__AIM OF THE TASK__. Recast each line of the listing below as a string in a single JSON list, one string per line, leaving out any blank lines.
═════ SUPPLIED ENTRIES ═════
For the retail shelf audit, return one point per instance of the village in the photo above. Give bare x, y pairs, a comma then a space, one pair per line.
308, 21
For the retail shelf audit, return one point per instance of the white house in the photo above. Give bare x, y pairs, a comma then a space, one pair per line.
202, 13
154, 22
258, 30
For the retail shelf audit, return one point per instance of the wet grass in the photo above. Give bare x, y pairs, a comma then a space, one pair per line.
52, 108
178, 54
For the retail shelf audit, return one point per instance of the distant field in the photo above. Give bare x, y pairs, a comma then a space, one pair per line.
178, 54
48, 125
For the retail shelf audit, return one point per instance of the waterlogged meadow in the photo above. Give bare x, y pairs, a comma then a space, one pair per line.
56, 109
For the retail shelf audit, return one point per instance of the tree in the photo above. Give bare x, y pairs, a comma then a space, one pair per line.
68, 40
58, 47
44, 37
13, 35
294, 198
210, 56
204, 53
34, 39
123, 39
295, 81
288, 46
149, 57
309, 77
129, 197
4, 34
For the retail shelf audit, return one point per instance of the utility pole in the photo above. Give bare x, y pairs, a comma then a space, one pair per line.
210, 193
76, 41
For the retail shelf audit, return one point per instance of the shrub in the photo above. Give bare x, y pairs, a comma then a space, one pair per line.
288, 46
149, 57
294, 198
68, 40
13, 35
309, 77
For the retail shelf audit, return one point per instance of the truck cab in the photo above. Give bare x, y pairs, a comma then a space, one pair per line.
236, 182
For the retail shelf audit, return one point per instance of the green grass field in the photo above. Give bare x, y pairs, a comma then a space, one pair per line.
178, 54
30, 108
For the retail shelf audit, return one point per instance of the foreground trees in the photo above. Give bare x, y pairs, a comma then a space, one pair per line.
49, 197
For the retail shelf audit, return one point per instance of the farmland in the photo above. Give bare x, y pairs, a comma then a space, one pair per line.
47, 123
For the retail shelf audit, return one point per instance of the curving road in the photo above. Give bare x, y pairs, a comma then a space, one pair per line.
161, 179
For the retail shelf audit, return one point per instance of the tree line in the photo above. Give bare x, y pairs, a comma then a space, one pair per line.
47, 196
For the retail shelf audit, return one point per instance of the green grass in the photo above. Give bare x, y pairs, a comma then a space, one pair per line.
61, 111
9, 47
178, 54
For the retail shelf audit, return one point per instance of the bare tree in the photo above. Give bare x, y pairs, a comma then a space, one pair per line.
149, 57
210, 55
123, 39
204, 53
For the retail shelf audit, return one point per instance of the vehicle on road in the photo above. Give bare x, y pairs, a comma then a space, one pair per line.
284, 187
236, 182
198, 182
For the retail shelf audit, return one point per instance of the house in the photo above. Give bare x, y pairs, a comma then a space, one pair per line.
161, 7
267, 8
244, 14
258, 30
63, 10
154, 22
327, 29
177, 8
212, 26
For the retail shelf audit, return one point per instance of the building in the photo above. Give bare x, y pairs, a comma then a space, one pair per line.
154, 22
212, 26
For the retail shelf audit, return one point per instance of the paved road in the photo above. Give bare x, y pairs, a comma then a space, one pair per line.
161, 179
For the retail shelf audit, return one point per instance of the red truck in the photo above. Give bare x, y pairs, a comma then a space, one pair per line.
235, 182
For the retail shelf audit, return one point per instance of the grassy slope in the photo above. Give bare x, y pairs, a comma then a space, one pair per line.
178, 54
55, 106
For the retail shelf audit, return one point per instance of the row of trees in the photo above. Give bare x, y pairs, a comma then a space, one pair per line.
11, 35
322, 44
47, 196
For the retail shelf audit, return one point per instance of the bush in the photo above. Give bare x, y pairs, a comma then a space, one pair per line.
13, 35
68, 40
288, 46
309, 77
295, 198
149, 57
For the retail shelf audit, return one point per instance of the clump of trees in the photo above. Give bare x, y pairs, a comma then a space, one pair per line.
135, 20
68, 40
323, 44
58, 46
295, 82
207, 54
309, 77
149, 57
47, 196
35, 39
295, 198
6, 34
═════
__TASK RESULT__.
[
  "For the retail shelf audit, return one point per instance of the village in the photo above. Give bare x, y pairs, a comma then a space, one pair per line.",
  "308, 21",
  "For the retail shelf audit, return one point per instance of the white house in the photo above. Give bare x, y pairs, a comma then a space, one pair per line.",
  "202, 13",
  "154, 22",
  "258, 30",
  "For the retail shelf audit, return one point per instance of the wet grass in the photo above. Give bare x, y pairs, a comma then a space, one pair per line.",
  "52, 108",
  "178, 54",
  "For the retail shelf audit, return one point per instance of the distant field in the photo above. Give bare x, y pairs, a comma then a space, one pair per line.",
  "178, 54",
  "48, 125",
  "For the retail shelf audit, return one point per instance of the waterlogged meadow in the photo above. Give bare x, y pairs, a comma then a space, one pair per line.",
  "56, 109",
  "For the retail shelf audit, return one point per instance of the tree in the photo above. Give bare x, y pairs, a comma then a space, one pair per line.",
  "68, 40",
  "58, 47",
  "44, 37",
  "13, 35",
  "294, 198",
  "210, 56",
  "204, 53",
  "34, 39",
  "123, 39",
  "295, 81",
  "288, 46",
  "149, 57",
  "309, 77",
  "129, 197",
  "4, 34",
  "For the retail shelf audit, return one point per instance of the utility pole in the photo above. Give bare x, y pairs, a comma then a space, one pair per line.",
  "210, 193",
  "76, 41",
  "For the retail shelf audit, return one point per instance of the shrub in the photo above. Give bare x, y pairs, a comma then a space, one pair per line.",
  "288, 46",
  "149, 57",
  "294, 198",
  "68, 40",
  "13, 35",
  "309, 77",
  "For the retail shelf audit, return one point per instance of the truck cab in the photo above. Give bare x, y pairs, a comma then a space, one pair per line.",
  "236, 182",
  "For the retail shelf audit, return one point per instance of the green grass field in the photo above. Give bare x, y pairs, a comma then a space, one pair per line.",
  "178, 54",
  "30, 108",
  "For the retail shelf audit, return one point per instance of the foreground trees in the photo above. Give bare x, y pairs, a comma then a space, one pair per line.",
  "49, 197",
  "For the retail shelf audit, return one point per instance of the farmland in the photo above. Give bare x, y pairs, a comma then a space, one pair per line.",
  "47, 123",
  "For the retail shelf audit, return one point per instance of the curving road in the photo above. Give bare x, y pairs, a comma then a space, one pair per line.",
  "161, 179",
  "For the retail shelf audit, return one point per instance of the tree line in the photo above. Give bare x, y pairs, a comma then a space, one pair per line.",
  "47, 196",
  "For the retail shelf audit, return one point per instance of the green grass in the photo above. Give bare x, y pairs, a comma then a space, one pair per line.",
  "61, 111",
  "9, 47",
  "178, 54",
  "For the retail shelf audit, return one point per instance of the bare tree in the photo above. Give bare x, y pairs, a comma then a space, one pair per line.",
  "149, 57",
  "210, 55",
  "123, 39",
  "204, 53",
  "For the retail shelf audit, return one point per instance of the vehicle on road in the photo above. Give bare x, y pairs, a comma then a space, one pair per line.",
  "284, 187",
  "236, 182",
  "198, 182",
  "For the retail shelf audit, return one point per instance of the house in the photo above. Give bare x, y pairs, a comma then a space, one pair per line.",
  "161, 7",
  "267, 8",
  "244, 14",
  "258, 30",
  "63, 10",
  "154, 22",
  "327, 29",
  "177, 8",
  "212, 26",
  "For the retail shelf audit, return one point per instance of the building in the photo above. Give bare x, y pairs, a comma then a space, one pair per line.",
  "154, 22",
  "212, 26",
  "For the retail shelf audit, return one point per instance of the paved road in the photo above. Give bare x, y pairs, a comma then a space, one pair per line.",
  "161, 179",
  "For the retail shelf audit, return one point per instance of the red truck in the photo above. Give bare x, y pairs, a comma then a space, one pair per line.",
  "235, 182",
  "For the retail shelf audit, return one point per instance of the grassy slope in the photo above. Give bare x, y pairs, a comma then a space, one pair per line.",
  "178, 54",
  "55, 106",
  "For the retail shelf audit, return one point per instance of the row of trees in the photo above. Give bare x, y pairs, a comma then a space, one pair per line.",
  "11, 35",
  "322, 44",
  "47, 196",
  "For the retail shelf audit, return one point per instance of the bush in the photo above. Give bare x, y pairs, a comma then a space, one pair per line.",
  "13, 35",
  "68, 40",
  "288, 46",
  "309, 77",
  "295, 198",
  "149, 57",
  "For the retail shelf audit, return one point per instance of the clump of trees in the photo above. Give bare x, y pairs, a comma then a space, one pair per line.",
  "135, 20",
  "68, 40",
  "323, 44",
  "58, 46",
  "295, 82",
  "207, 54",
  "309, 77",
  "149, 57",
  "47, 196",
  "35, 39",
  "295, 198",
  "6, 34"
]